Verilen metin
════════════════════

Asklepios

Günümüzdeki insan ilk kez ortaya çıktığında yeni doğmuş bir bebek gibiydi. Sonsuz kapasiteli zekası, sonsuz bilinmezliklerin içinde adeta karanlıkta kalmıştı. Bu bilinmezliklerden biri de insanın ta kendisiydi. İnsan kendi bedenini tanımıyordu. Muhtemelen hastalıklar da onlar için çok büyük gizemlerdi. İnsanlar hastalıkları ve yaralanmaları yine başka bir bilinmez olan ‘tanrılara’ bırakmayı tercih ettiler. Böylece Yunanistan’da Asklepios adında bir Tanrı doğdu…

Asklepios Yunan mitolojisinde tıp biliminin ve sağlığın tanrısı olarak bilinmektedir. Apollon ve Koronis’in oğlu olan Asklepios’un oldukça ilginç bir doğum hikayesi vardır. Thessalia Kralı Phlegyas’ın kızı Koronis bir gün Apollon ile birlikte olur ve hamile kalır. Kısa bir süre sonra Arkadya’dan gelen bir yabancı Koronis’i çok etkiler ve Koronis onunla da birlikte olur. Bunu öğrenen Apollon ise çok öfkelenir ve Koronis’i diri diri yakmaya karar verir.

════════════════════

Sağlanan veriler
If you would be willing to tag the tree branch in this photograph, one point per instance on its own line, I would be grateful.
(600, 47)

════════════════════

Alıştırma açıklaması
Asklepios metnini lütfen baştan sona hiçbir değişiklik yapmadan yazın.

Tam yanıt
Asklepios

Günümüzdeki insan ilk kez ortaya çıktığında yeni doğmuş bir bebek gibiydi. Sonsuz kapasiteli zekası, sonsuz bilinmezliklerin içinde adeta karanlıkta kalmıştı. Bu bilinmezliklerden biri de insanın ta kendisiydi. İnsan kendi bedenini tanımıyordu. Muhtemelen hastalıklar da onlar için çok büyük gizemlerdi. İnsanlar hastalıkları ve yaralanmaları yine başka bir bilinmez olan ‘tanrılara’ bırakmayı tercih ettiler. Böylece Yunanistan’da Asklepios adında bir Tanrı doğdu…

Asklepios Yunan mitolojisinde tıp biliminin ve sağlığın tanrısı olarak bilinmektedir. Apollon ve Koronis’in oğlu olan Asklepios’un oldukça ilginç bir doğum hikayesi vardır. Thessalia Kralı Phlegyas’ın kızı Koronis bir gün Apollon ile birlikte olur ve hamile kalır. Kısa bir süre sonra Arkadya’dan gelen bir yabancı Koronis’i çok etkiler ve Koronis onunla da birlikte olur. Bunu öğrenen Apollon ise çok öfkelenir ve Koronis’i diri diri yakmaya karar verir.